DOCUMENT TEXT →
[Start of section]

ONE, TWO, THREEEEEE!
Tuesday, August 12, 2008
You can hear the Jonas Brothers approaching before you actually see them, because their every move is monitored by young and younger girls who act as a sort of early-warning radar for the trio of teen idols.
The Jonas Brothers are handsome, wholesome, skinny-tie-and-skinnier-jeans-wearing boys from New Jersey who play impossibly catchy and completely inoffensive pop-rock songs. But the sound that has come to define Nick Jonas (15; the cute one), Joe Jonas (nearly 19; the hot one) and Kevin Jonas (20; the other one) has nothing to do with power chords and sweet vocal harmonies.
Instead, it's those gale-force shrieks that envelop them wherever they go: Into a mall, onto a plane or around the corner in the bowels of a concert hall, as they've just done at 1st Mariner Arena, where the Jonas Brothers -- easily the biggest thing in teen idoldom since 'N Sync splintered -- are about to meet and greet 200 excitable fans before another sold-out show.
"The boys were talking to me the other day and were like, 'Dad. Dad? DAD!' " says Kevin Jonas Sr., the trio's father and co-manager. "Finally I turned around and said, 'Guys, don't be frustrated. If I can't hear, it's your fault.'[The girls] are always screaming, and it gets loud; the decibel level is medically intense" -- 115 to 120 decibels at a typical Jonas Brothers concert, he says. Sandblasting is roughly 115 decibels. At 120, you're getting into jet-on-a-runway territory and closing in on the pain threshold.
"You hear it and you think . . . some type of monster just ran through the front door," says Joe, a swarthy, rooster-strutting, karate-kicking frontman with male-model hair.
"It's crazy," says Nick, a curly haired heartthrob who plays guitar, drums and piano and is regarded by most (including Jonas Dad, a former musician and music teacher himself) to be the band's most talented musician.
"So. LOUD!" says Kevin, a rhythm guitarist who has the misfortune -- or, perhaps, the great fortune -- of being in a band with two guys who tend to overshadow him.

[End of section]

EXERCISE OBJECTIVE →
Copy the passage of the Jonas Brothers text starting at "ONE, TWO, THREEEEEE!" and ending at "of teen idols.", swapping "Jonas Brothers" for "Jonas trio".

Referring expression pointing data
[Start of section]

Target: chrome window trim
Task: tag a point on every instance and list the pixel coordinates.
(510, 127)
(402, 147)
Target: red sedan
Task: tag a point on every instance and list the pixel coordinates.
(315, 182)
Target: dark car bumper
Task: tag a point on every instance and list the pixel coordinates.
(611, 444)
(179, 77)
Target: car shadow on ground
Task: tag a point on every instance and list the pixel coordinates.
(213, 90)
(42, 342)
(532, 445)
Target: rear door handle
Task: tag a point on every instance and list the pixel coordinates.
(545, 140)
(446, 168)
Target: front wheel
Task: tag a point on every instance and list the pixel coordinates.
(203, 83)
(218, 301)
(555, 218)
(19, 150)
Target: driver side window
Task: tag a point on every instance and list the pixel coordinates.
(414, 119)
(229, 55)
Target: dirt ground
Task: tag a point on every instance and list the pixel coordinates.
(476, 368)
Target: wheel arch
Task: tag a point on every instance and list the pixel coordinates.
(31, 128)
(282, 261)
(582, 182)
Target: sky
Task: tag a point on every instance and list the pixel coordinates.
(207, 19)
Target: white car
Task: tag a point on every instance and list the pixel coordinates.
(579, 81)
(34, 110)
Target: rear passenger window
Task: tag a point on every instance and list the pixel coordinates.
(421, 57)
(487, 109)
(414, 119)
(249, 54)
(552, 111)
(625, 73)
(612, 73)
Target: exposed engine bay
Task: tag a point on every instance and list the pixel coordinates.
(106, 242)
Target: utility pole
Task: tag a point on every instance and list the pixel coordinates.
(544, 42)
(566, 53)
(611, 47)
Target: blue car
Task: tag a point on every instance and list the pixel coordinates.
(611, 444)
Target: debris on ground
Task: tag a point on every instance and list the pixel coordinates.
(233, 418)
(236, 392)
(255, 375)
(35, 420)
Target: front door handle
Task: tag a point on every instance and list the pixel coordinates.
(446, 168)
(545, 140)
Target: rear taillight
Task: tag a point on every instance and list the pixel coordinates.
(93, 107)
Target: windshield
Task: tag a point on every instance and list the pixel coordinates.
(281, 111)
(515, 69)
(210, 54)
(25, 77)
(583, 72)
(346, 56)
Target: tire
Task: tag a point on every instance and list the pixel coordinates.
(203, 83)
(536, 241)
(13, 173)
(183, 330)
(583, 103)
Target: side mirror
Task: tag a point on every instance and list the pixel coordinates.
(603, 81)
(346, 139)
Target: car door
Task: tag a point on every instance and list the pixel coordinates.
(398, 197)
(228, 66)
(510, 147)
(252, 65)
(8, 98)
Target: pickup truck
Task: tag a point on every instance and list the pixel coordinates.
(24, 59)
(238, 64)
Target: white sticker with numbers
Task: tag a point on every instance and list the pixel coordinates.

[End of section]

OUTPUT →
ONE, TWO, THREEEEEE!
Tuesday, August 12, 2008
You can hear the Jonas trio approaching before you actually see them, because their every move is monitored by young and younger girls who act as a sort of early-warning radar for the trio of teen idols.